[Text section]
.....

Black Lamb and Grey Falcon
Page 143
Over the mountains in Macedonia there had been nothing: nothing visible. But there had been the vast invisible treasure left by Byzantium, which had been put out to usury during the captivity of the Slavs, which is now great enough to finance explorations of the spirit not to be considered in poorer countries. It was as if we had lost a large sum of capital, as if we must look forward to a future full of mean economies.
As we walked to the bathing-beach we paused from time to time to look back at the exquisite profile of Budva, the island lying complacent in the bay beyond, the fastness of Montenegro, which ran up half the sky behind them. On the beach about thirty people, grown-ups and children, were being gently happy, without much noise, splashing in the water or lying on the sand, showing a nakedness not beautiful but clean and sturdy. A girl gave us towels and tickets for bathing-boxes, and said wickedly, ‘So many men and only one woman. I would like to know how that gets itself done,’ and all my companions laughed gallantly, as if they were indeed with me for some romantic reason. As we came out of the boxes the hot sand burned our feet, and the people lying on their spread towels smiled at us lazily and not unkindly as we hopped down to the sea. There came no shock as we went in, for the water was hardly water, being fused with sunshine. It worked its progressive magic on us, delighting the skin, then the blood, then the muscles. We took it according to our natures: Sava and my husband struck out to sea with the deliberate stateliness of trained athletes, while Constantine pulled himself through the water like a strong dog, and Dragutin, revelling in the buoyancy of the sea compared to the rivers where he usually bathed, was rolling over and over on the surface.

.....

[Rows from a dataset for labeling boxes]
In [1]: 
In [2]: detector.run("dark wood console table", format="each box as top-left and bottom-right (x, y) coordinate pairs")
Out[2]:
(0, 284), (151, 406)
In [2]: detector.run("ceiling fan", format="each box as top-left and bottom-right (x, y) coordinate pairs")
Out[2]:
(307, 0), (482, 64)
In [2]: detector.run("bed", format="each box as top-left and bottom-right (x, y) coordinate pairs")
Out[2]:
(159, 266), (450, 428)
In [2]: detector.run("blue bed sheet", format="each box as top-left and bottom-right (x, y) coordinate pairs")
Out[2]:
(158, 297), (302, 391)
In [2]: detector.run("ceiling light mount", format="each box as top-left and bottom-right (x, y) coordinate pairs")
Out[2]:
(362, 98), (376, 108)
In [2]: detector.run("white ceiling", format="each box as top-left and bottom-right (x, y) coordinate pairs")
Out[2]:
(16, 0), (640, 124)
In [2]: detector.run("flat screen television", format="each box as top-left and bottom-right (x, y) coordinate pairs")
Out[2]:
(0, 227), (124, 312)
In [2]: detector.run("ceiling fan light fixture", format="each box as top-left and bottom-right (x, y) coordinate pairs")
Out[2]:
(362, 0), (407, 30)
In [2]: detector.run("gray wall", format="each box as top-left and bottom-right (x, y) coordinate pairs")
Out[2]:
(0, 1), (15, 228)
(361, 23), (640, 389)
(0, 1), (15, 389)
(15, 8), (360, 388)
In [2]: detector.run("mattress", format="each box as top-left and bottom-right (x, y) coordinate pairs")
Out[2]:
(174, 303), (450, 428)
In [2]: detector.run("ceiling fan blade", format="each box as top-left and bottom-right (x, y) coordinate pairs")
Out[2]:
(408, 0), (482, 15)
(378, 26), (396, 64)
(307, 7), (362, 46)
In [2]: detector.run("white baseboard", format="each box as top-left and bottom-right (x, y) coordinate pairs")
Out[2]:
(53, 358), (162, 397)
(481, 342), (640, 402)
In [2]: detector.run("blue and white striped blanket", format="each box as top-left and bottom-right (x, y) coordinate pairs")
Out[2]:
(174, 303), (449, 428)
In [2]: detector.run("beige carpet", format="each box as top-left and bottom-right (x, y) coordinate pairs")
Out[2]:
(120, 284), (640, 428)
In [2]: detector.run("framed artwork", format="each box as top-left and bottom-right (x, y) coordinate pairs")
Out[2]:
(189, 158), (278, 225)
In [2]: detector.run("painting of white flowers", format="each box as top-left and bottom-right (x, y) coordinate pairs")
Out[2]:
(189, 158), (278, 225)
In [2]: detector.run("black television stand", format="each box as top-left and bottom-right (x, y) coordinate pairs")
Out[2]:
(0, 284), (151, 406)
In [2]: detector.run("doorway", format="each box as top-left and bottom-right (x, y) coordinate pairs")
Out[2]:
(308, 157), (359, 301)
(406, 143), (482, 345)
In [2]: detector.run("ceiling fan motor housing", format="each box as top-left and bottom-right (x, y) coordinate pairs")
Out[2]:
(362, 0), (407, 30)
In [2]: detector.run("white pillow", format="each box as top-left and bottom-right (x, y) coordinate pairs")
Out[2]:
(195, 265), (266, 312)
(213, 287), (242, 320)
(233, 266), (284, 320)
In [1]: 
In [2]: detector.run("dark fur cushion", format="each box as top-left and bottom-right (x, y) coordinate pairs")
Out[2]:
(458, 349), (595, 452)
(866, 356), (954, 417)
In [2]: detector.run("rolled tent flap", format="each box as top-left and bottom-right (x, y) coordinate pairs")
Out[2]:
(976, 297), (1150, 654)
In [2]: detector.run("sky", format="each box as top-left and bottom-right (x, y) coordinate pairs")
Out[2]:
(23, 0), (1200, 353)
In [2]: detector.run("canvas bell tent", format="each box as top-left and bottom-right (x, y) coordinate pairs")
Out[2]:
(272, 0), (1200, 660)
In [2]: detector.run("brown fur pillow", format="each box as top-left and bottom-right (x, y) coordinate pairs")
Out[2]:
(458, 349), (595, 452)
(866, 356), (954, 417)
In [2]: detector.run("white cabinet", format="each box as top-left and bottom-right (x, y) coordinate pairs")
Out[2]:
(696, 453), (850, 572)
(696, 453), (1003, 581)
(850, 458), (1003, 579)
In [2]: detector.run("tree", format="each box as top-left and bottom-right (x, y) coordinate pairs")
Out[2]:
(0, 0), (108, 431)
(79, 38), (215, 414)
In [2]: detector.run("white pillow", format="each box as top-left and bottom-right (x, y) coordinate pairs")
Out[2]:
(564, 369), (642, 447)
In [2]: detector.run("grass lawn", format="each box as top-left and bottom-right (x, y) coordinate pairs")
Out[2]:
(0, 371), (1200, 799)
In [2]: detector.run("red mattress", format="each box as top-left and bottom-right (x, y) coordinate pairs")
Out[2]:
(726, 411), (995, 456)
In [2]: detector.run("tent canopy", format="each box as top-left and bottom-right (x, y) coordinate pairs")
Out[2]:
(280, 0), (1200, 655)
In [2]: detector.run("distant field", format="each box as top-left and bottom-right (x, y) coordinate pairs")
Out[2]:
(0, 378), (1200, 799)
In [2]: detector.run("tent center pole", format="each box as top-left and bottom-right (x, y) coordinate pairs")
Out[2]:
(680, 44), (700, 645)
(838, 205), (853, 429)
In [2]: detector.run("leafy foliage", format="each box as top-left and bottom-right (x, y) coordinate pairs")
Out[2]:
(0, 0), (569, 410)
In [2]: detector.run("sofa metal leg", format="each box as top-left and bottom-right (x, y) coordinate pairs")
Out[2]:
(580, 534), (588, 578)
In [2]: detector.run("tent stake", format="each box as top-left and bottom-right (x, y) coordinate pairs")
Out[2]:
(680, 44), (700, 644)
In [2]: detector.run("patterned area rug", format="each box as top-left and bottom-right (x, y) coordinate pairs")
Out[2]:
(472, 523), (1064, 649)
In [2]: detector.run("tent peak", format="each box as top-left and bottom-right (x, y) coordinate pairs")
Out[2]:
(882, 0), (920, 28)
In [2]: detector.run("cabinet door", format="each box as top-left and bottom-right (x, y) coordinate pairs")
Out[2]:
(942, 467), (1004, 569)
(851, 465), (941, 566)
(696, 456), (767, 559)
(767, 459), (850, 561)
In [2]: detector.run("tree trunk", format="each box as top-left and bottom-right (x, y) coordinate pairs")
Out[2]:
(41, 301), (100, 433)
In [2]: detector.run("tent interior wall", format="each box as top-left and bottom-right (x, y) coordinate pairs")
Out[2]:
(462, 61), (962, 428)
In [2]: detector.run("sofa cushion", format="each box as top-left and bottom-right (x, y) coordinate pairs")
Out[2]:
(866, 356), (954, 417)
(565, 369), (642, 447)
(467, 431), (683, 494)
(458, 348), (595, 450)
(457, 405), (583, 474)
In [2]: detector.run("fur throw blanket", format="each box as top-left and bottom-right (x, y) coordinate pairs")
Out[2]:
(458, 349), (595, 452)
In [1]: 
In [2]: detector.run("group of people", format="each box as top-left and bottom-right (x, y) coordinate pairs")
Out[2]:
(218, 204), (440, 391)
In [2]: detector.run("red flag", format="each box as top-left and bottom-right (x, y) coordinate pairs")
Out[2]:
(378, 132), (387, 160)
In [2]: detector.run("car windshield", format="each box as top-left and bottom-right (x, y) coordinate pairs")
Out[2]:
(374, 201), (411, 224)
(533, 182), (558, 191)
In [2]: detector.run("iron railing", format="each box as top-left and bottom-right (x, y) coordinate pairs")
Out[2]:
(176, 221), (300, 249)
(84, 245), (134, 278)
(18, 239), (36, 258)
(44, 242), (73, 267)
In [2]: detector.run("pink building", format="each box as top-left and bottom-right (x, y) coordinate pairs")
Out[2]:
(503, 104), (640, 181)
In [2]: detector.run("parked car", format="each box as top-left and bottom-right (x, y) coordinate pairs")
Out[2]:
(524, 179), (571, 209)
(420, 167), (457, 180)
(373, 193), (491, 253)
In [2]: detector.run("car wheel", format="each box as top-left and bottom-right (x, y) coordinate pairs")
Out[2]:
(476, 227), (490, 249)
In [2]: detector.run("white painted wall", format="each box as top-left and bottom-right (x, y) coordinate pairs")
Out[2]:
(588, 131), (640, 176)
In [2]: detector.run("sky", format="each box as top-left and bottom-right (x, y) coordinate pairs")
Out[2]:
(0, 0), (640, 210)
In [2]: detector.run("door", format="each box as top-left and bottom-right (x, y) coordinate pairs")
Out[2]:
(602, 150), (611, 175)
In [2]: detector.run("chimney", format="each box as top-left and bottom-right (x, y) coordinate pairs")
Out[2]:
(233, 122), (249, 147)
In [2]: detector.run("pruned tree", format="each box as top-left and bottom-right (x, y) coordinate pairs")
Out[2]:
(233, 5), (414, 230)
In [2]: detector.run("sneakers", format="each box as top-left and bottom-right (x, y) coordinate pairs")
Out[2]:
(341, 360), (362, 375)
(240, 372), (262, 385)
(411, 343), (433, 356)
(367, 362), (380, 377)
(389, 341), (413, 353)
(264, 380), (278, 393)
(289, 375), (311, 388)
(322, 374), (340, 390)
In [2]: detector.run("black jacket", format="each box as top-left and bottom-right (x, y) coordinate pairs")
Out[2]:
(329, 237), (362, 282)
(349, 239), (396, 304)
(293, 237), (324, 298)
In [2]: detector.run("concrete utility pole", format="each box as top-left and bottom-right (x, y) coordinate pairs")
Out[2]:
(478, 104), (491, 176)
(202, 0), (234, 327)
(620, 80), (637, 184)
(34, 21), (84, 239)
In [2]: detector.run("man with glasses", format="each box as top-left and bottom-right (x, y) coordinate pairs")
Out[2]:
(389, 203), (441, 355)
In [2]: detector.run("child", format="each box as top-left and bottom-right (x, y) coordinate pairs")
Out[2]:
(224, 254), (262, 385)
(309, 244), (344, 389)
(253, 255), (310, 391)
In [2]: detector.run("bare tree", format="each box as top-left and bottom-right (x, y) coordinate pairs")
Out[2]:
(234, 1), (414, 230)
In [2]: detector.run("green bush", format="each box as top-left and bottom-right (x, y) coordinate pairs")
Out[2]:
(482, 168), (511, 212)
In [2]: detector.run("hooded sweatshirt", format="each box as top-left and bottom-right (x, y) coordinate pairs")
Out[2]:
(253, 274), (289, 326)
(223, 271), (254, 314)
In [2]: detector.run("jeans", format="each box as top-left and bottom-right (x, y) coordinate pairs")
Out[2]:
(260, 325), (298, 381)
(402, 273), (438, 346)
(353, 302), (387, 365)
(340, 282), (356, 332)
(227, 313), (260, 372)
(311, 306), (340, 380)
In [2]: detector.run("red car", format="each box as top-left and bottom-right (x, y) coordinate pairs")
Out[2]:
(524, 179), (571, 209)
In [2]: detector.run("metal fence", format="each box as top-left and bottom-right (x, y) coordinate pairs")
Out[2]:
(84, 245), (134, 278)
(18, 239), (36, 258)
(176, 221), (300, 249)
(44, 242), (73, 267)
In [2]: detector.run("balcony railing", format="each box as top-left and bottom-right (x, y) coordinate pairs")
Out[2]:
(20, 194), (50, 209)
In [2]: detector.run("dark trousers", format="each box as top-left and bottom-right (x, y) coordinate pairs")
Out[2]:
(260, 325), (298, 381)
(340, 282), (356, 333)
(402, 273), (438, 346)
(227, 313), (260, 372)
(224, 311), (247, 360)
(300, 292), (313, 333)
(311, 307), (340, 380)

.....

[To be done]
[1] In the Budva passage, how many people were on the beach when the group arrived?
[2] Quote the Budva passage from "Black Lamb and" up to and including "of mean economies.".

[Exercise responses]
[1] About thirty people, grown-ups and children.

[2]
Black Lamb and Grey Falcon
Page 143
Over the mountains in Macedonia there had been nothing: nothing visible. But there had been the vast invisible treasure left by Byzantium, which had been put out to usury during the captivity of the Slavs, which is now great enough to finance explorations of the spirit not to be considered in poorer countries. It was as if we had lost a large sum of capital, as if we must look forward to a future full of mean economies.